(Entries from an annotation dataset)
-- START --
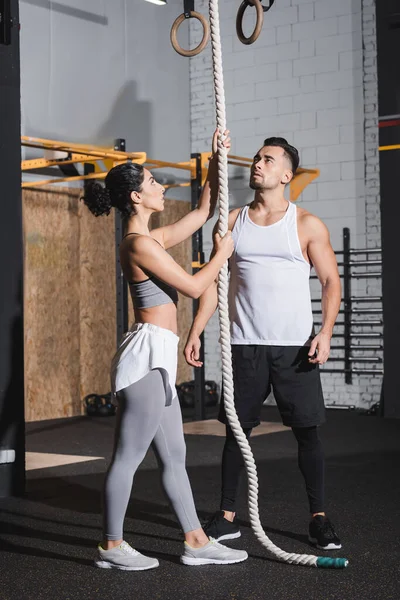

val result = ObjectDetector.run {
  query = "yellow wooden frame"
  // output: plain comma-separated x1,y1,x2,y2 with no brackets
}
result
21,136,322,201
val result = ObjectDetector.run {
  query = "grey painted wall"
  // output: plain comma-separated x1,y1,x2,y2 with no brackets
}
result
20,0,190,191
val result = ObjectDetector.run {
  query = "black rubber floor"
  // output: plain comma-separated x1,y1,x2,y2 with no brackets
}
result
0,408,400,600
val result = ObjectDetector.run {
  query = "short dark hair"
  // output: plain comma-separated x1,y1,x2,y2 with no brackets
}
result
81,163,144,218
264,137,300,175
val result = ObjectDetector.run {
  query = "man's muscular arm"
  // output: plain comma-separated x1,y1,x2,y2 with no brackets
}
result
301,213,342,365
183,208,240,367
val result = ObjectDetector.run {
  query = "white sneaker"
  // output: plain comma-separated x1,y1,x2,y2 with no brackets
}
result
94,542,159,571
181,538,248,566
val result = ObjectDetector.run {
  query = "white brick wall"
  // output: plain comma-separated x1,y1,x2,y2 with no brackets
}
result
190,0,380,406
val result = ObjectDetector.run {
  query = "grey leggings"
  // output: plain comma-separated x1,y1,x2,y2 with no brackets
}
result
103,370,201,540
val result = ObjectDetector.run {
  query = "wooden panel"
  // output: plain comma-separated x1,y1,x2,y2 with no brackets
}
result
79,197,117,398
23,187,192,421
23,190,81,421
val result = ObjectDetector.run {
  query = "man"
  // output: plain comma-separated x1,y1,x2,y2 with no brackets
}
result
185,137,341,550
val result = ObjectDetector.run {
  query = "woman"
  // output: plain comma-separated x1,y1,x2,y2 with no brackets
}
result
83,131,247,570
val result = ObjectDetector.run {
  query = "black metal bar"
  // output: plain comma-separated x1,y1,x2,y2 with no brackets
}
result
337,260,382,267
349,260,382,267
0,0,13,46
351,308,383,315
322,319,383,328
311,296,382,303
349,356,382,362
351,272,382,279
331,344,383,351
335,248,382,255
114,138,128,344
350,248,382,254
351,319,383,327
191,151,206,421
313,308,383,315
351,296,382,302
343,227,352,384
350,331,383,339
320,367,383,375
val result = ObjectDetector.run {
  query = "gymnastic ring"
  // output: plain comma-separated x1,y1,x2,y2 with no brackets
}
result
171,10,210,56
236,0,266,45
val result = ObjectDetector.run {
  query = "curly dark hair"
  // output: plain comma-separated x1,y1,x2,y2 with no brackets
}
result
264,137,300,175
81,163,144,218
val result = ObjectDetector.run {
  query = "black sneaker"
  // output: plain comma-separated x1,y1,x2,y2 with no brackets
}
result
203,510,242,542
308,515,342,550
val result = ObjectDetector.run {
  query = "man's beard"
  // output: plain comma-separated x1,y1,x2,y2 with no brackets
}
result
249,177,264,190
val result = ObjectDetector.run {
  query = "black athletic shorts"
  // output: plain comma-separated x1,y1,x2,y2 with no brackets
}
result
218,345,325,428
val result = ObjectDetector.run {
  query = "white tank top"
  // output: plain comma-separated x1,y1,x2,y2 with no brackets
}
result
229,202,314,346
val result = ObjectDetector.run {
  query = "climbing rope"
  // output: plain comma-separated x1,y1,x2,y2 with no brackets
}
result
209,0,348,569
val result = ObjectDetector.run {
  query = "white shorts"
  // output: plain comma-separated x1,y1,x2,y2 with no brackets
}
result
111,323,179,406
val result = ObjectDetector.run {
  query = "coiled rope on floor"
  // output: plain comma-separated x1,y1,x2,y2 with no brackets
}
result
209,0,348,569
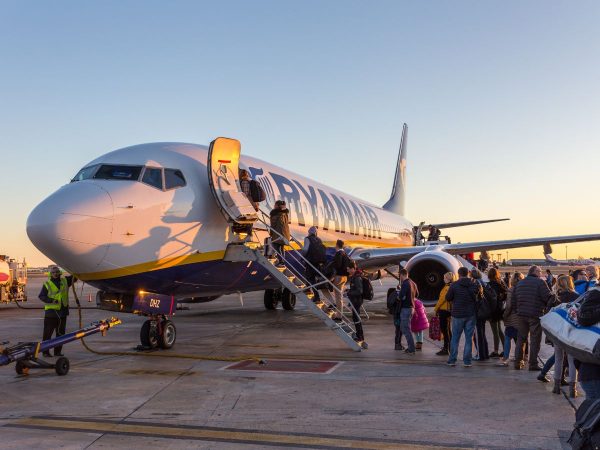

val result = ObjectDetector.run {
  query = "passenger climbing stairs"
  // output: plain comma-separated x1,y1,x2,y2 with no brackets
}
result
223,242,366,352
206,137,367,351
-- END --
Given problem:
Transcribe the records verbatim and omit the images.

The reply:
val result = ObjectDetector.run {
  query = "yellow wooden frame"
  // output: plain comma-separated x1,y1,x2,y2 with no brackets
}
result
21,136,322,201
val result = ObjectDetector.run {
  query = "grey painted wall"
  // output: plain comma-separated x1,y1,x2,y2 with no brackets
}
result
20,0,190,191
val result = ObjectDetector.run {
  query = "black rubber floor"
  // output: plain comma-separated x1,y1,x2,y2 with no brackets
}
result
0,408,400,600
val result = ObjectDetector.run {
  query = "short dark hair"
  // output: plain comma-separated x1,y1,x2,y2 with no brackets
}
result
81,163,144,218
264,137,300,175
val result = ObjectDetector.run {
  query = "man's muscular arm"
  // output: plain comma-separated x1,y1,x2,y2 with no brackets
}
result
301,213,342,365
183,208,240,367
val result = ObjectDetector.run {
  query = "white sneaker"
  // output: plain comma-separated x1,y1,x2,y2 with no brackets
}
result
94,542,159,571
181,538,248,566
val result = ObjectDetector.run {
  query = "white brick wall"
  // output: plain comma-separated x1,y1,x2,y2 with no brackets
}
result
190,0,380,406
val result = ObjectDetector.run {
  query = "grey leggings"
  // output: plain comma-separated x1,y1,x2,y2 with no brackets
}
result
103,370,201,540
val result = ObjectDetector.run {
  query = "wooden panel"
  // output: plain comma-separated x1,y1,x2,y2 with no brackets
}
result
79,197,117,398
23,187,192,421
23,190,81,421
val result = ObjectDetector.run {
  query = "man"
  // output: plain comma-separated x1,y1,x2,y2 with no brackets
}
result
185,137,341,550
val result = ObjectDetector.run {
  query = "woman"
  // output: plain comma-separated x1,y1,x2,y2 with no brackets
}
result
83,131,247,570
val result = ObjectDetector.run {
  query = "black metal bar"
  // output: plain comma-separated x1,y1,x2,y2 with no brackets
}
result
337,260,382,267
349,260,382,267
0,0,13,46
351,308,383,315
322,319,383,328
311,296,382,303
349,356,382,362
351,272,382,279
331,344,383,351
335,248,382,255
114,138,128,344
350,248,382,254
351,319,383,327
191,151,206,421
313,308,383,315
351,296,382,302
343,227,352,384
350,331,383,339
320,367,383,375
val result = ObjectDetector.run {
  query = "gymnastic ring"
  // output: plain comma-separated x1,y1,x2,y2 with no brackets
}
result
171,10,210,56
236,0,266,45
val result = ObjectDetector.run {
  query = "curly dark hair"
  // output: plain comma-separated x1,y1,x2,y2 with no brackets
}
result
264,137,300,175
81,163,144,218
val result = ObjectDetector.run {
  query = "black sneaker"
  // output: plain comma-separated x1,y1,x2,y2 with no brackets
}
result
203,510,242,542
308,515,342,550
val result = ObjectDetector.run {
  query = "man's beard"
  // output: plain comma-separated x1,y1,x2,y2 with no brackets
}
result
249,177,264,190
val result = ObjectDetector.run {
  query = "black athletic shorts"
  // output: plain comma-separated x1,y1,x2,y2 with no brackets
}
result
218,345,325,428
val result = ObjectDetector.run {
  query = "white tank top"
  // output: plain comma-separated x1,y1,x2,y2 with no brackets
}
result
229,202,314,346
val result = ObjectDetector.run {
  query = "climbing rope"
  // output: plain comma-separated x1,y1,x2,y2 with no brackets
}
result
209,0,348,569
val result = ObjectDetector.run {
  query = "white shorts"
  // output: plain comma-separated x1,y1,x2,y2 with no brackets
}
result
111,323,179,406
val result = ObjectDetector.run {
  query = "coiled rope on floor"
  // output: plain comma-separated x1,y1,x2,y2 with no brackets
}
result
209,0,348,569

val result = ObjectDetector.run {
  query = "passenger climbing stairs"
  // output: plain comma-separated x1,y1,x2,y2 with no brackets
}
result
223,242,366,352
206,137,367,351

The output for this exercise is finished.